Give back exactly the lines that run from the line containing "Practice. Identify the dense" through the end of the listing below. Leave out every other line.

(Dataset records about object locations)
* * * *
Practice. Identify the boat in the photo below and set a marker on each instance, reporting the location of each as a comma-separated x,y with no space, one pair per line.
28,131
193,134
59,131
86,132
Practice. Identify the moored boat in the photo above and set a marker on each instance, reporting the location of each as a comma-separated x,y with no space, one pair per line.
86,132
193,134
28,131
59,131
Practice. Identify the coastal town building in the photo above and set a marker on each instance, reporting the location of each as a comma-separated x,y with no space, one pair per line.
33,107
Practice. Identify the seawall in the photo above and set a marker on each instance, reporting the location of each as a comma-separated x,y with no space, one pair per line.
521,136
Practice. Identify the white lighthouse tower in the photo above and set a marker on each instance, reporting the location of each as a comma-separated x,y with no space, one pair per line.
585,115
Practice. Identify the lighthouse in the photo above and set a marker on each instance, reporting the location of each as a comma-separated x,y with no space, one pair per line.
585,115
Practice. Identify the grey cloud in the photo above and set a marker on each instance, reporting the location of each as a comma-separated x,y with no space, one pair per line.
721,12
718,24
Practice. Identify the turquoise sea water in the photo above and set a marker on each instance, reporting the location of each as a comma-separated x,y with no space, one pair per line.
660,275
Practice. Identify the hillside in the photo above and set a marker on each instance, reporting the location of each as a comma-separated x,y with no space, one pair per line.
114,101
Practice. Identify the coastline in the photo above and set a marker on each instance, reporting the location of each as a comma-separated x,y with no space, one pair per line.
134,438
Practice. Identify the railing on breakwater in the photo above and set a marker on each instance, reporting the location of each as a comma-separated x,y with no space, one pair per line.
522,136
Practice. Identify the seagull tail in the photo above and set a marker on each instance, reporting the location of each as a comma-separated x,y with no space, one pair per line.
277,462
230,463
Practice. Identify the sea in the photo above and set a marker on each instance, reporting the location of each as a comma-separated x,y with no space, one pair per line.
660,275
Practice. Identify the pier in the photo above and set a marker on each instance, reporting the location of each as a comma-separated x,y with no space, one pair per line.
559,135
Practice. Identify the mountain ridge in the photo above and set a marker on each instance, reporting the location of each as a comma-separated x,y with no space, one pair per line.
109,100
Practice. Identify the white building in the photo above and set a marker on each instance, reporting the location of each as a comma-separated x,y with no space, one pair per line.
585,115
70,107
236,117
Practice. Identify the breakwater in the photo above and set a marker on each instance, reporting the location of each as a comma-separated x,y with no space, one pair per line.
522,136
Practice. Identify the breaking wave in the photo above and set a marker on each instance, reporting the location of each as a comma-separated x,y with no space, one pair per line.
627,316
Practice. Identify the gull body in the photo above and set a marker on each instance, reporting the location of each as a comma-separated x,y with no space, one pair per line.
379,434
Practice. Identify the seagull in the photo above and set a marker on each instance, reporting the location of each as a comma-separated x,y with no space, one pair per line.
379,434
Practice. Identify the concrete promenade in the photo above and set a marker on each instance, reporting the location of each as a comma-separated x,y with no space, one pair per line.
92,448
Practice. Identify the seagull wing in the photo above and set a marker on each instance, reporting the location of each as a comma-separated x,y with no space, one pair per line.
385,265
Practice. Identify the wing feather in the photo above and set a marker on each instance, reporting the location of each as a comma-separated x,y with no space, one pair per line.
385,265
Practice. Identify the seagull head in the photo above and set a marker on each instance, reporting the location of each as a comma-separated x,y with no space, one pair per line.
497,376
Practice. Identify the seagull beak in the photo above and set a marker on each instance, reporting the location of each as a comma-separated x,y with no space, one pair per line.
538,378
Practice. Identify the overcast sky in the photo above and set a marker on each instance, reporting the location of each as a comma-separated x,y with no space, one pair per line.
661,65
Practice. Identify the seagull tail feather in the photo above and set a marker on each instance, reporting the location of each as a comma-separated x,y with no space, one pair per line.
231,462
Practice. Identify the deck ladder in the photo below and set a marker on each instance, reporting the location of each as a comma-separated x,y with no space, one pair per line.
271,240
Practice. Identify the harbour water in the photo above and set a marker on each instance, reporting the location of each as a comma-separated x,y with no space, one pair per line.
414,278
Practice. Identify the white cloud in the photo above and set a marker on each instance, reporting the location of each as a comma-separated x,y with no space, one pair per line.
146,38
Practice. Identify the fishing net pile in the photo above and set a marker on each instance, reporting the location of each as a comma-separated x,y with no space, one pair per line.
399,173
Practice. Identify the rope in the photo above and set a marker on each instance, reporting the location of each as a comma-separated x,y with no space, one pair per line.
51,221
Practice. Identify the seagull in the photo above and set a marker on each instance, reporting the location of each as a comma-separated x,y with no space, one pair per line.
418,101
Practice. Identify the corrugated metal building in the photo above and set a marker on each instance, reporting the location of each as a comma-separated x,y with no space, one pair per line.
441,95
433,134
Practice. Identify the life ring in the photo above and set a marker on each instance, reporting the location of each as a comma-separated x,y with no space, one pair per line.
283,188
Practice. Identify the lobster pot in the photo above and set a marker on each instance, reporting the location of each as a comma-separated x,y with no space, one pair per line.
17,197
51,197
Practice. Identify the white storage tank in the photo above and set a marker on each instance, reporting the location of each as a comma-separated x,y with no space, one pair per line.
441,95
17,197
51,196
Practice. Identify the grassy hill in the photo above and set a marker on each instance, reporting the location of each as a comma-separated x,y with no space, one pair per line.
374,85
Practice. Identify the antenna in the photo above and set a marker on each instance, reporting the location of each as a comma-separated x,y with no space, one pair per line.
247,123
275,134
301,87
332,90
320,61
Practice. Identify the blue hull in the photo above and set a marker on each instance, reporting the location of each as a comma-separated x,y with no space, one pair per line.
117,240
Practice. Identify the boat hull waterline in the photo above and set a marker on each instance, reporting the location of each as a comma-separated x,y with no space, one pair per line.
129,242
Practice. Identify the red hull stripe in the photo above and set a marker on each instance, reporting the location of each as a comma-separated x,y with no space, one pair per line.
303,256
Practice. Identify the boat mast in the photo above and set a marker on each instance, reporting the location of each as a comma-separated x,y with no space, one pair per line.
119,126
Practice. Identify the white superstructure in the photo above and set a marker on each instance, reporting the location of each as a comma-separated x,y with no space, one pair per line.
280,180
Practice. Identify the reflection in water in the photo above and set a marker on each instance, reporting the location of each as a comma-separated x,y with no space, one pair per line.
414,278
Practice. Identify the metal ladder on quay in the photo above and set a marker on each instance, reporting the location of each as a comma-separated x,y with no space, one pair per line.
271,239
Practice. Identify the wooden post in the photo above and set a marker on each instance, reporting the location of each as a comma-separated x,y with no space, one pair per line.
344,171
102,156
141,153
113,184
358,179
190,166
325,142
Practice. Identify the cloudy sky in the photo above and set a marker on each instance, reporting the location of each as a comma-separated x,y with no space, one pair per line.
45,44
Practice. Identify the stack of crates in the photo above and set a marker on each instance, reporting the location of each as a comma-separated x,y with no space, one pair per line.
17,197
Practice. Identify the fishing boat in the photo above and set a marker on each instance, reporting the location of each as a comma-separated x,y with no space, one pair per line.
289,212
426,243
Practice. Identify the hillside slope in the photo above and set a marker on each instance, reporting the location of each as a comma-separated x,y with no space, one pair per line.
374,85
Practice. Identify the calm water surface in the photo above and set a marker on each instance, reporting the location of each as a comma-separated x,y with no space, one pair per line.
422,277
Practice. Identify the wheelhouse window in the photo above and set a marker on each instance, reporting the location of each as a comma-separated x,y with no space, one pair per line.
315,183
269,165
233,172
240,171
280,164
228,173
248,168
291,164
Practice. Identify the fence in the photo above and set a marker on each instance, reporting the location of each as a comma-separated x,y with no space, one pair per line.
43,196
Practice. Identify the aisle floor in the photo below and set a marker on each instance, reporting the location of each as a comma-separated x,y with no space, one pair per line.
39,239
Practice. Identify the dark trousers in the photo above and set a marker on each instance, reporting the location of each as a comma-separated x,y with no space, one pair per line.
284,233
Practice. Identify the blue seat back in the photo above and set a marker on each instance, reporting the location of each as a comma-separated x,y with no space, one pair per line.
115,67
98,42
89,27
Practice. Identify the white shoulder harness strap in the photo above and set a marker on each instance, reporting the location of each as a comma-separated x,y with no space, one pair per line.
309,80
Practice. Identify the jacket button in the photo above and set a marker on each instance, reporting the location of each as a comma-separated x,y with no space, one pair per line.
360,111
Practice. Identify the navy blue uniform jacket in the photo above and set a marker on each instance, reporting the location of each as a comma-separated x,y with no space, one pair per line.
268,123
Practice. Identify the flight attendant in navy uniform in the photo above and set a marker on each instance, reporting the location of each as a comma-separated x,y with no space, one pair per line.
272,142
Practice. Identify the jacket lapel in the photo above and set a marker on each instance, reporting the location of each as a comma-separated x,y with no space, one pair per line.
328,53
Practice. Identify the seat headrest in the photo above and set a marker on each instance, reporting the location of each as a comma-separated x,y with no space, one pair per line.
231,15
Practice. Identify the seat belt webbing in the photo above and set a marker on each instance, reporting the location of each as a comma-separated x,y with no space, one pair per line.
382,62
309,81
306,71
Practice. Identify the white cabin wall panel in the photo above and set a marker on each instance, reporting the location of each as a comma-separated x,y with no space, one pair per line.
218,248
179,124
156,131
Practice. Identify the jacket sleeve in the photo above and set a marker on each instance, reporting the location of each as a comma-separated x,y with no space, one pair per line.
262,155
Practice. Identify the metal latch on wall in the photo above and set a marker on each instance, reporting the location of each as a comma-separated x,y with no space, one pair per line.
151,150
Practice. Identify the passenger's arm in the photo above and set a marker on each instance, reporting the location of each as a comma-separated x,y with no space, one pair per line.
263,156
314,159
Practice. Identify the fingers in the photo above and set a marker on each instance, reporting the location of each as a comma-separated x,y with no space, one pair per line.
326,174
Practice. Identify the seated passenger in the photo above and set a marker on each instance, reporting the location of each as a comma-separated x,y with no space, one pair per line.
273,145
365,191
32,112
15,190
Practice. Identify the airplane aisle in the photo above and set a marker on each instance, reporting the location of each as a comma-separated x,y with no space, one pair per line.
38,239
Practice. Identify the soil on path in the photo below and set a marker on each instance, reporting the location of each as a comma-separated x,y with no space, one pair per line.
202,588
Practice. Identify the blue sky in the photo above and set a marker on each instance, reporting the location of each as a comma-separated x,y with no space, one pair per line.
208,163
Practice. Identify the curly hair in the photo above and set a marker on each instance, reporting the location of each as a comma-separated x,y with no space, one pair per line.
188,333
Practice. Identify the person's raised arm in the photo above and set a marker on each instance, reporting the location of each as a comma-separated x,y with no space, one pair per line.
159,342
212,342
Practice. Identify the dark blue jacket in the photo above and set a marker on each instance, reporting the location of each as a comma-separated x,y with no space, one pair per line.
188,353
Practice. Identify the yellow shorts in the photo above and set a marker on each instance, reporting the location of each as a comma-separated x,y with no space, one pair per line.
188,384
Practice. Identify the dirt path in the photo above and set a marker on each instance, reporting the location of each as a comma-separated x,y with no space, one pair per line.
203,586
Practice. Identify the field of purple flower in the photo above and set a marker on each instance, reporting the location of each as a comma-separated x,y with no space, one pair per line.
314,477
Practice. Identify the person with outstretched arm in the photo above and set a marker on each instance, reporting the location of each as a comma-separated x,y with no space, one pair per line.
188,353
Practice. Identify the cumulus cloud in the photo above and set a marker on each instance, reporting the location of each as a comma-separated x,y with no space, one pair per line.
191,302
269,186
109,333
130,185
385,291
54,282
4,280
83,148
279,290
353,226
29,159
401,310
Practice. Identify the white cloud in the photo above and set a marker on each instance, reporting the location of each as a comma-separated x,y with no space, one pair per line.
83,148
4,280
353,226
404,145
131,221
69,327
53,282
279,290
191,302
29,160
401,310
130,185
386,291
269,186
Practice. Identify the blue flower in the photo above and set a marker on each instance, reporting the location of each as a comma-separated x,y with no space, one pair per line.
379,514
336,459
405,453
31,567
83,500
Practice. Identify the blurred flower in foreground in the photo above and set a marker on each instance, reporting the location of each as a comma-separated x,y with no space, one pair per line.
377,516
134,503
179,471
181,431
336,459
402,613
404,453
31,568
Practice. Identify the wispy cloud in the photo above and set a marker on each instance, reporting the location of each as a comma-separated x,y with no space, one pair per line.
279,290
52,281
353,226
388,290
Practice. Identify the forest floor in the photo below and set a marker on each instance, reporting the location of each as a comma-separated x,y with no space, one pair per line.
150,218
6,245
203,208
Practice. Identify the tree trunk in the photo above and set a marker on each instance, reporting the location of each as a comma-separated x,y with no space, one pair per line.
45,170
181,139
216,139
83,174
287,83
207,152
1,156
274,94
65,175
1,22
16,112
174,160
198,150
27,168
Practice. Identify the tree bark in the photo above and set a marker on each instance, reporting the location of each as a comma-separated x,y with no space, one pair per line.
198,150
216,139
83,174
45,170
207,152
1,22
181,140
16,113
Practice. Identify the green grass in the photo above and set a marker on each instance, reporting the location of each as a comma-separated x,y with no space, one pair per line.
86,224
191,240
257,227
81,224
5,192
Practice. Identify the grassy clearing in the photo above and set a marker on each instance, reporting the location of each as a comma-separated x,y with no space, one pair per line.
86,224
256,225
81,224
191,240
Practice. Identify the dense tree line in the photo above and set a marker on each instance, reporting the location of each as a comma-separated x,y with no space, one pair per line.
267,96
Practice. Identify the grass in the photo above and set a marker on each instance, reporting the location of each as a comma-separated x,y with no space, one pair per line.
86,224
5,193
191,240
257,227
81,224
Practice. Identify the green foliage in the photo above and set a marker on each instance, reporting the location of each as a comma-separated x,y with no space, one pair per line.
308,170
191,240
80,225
* * * *
### COMPLETE OUTPUT
Practice. Identify the dense tree line in the photo above and set a marker on each instance, reporting the location of each as a comma-separated x,y with no space, one pair per line.
267,96
Practice. Identify the grass in the photo above and set a marker on each instance, reporting the location of each as a comma-separated x,y with no space, one pair per line.
86,224
5,193
191,240
257,227
81,224
Practice. Identify the green foliage in the photo above and set a marker on each instance, reporting the location of each as a comma-separated x,y with no space, one pair per line.
308,170
191,240
80,225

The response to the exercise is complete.